▶ _Data for processing_

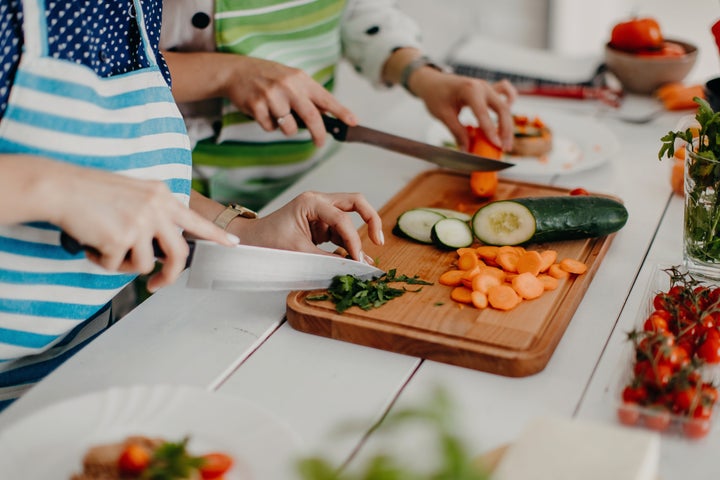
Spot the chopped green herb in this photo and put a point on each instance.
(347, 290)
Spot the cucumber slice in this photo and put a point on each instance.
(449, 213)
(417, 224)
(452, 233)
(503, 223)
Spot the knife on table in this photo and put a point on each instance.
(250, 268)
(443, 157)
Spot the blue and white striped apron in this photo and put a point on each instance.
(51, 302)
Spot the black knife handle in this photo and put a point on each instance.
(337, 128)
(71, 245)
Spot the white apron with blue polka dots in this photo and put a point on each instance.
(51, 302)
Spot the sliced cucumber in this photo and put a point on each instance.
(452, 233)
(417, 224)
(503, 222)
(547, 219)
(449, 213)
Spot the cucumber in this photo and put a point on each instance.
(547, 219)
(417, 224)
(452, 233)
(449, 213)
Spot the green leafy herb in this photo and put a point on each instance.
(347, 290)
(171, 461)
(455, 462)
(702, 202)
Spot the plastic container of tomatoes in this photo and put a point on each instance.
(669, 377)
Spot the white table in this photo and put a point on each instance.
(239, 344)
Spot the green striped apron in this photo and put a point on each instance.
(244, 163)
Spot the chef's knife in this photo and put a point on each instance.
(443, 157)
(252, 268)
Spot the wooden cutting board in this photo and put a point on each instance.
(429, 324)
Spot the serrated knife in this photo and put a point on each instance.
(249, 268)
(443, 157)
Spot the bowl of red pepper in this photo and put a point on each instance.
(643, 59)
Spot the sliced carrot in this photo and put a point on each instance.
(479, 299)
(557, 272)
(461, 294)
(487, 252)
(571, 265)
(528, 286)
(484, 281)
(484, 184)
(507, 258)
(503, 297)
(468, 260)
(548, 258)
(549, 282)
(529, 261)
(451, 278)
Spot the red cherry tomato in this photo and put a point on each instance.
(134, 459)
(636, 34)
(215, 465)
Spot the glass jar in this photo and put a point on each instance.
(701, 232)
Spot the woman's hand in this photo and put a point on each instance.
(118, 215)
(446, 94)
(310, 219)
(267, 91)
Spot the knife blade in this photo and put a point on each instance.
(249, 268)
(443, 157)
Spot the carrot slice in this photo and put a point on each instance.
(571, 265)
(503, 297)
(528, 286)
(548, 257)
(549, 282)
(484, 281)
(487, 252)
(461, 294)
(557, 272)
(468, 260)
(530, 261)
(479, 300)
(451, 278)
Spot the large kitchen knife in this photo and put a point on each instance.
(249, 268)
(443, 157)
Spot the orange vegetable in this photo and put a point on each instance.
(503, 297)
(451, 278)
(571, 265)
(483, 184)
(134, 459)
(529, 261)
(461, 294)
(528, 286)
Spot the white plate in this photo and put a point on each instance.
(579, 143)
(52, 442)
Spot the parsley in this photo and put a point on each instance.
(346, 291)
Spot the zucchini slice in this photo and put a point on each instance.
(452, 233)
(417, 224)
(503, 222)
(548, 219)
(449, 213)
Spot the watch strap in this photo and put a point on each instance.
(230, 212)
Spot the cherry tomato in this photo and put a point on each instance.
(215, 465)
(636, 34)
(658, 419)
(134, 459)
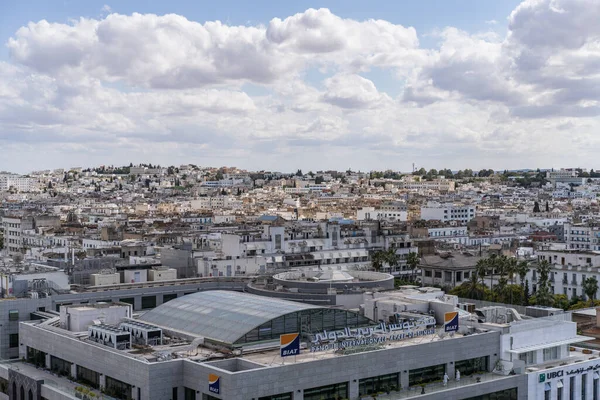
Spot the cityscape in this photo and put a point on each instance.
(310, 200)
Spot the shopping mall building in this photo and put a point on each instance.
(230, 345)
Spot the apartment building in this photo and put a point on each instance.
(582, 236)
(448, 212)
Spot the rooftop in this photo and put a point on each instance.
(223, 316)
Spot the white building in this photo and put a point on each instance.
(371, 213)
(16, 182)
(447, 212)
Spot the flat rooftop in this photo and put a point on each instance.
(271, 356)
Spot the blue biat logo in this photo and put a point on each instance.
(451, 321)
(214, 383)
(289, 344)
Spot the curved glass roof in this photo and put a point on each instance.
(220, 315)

▶ _What you need to do_
Return nothing except the lines from the one containing "Spot the white plate" through the final line of the data, copied exactly. Leave out all pictures.

▶ _Solution to the exercise_
Spot the white plate in this photo and put a point on each instance.
(579, 143)
(52, 442)
Spot the parsley in this photo and put a point on each instance.
(346, 291)
Spot the zucchini slice in this photo and put a point on each instance.
(452, 233)
(417, 224)
(503, 222)
(548, 219)
(449, 213)
Spot the watch strap in this photo and put a point on each instance.
(230, 212)
Spot the cherry tomato in this photo and put a point on each instance.
(215, 465)
(636, 34)
(658, 419)
(134, 459)
Spot the cityscape in this photo and put a point on each instance.
(310, 200)
Spot the shopping mall building in this photo and put a point on each instance.
(230, 345)
Spot the apartment building in this photo and put a point on each instance.
(582, 236)
(448, 212)
Spot the rooftop in this photo and put a point on each instance.
(223, 316)
Spot the white building in this photo and put a point on each instance.
(371, 213)
(16, 182)
(447, 212)
Spot the flat rooftop in this photo and put a point on each instance.
(271, 356)
Spot the blue biat logo in this photo and put a point on each instance.
(451, 321)
(214, 383)
(289, 344)
Spot the curved glass roof in this photo and put a point on each instance.
(220, 315)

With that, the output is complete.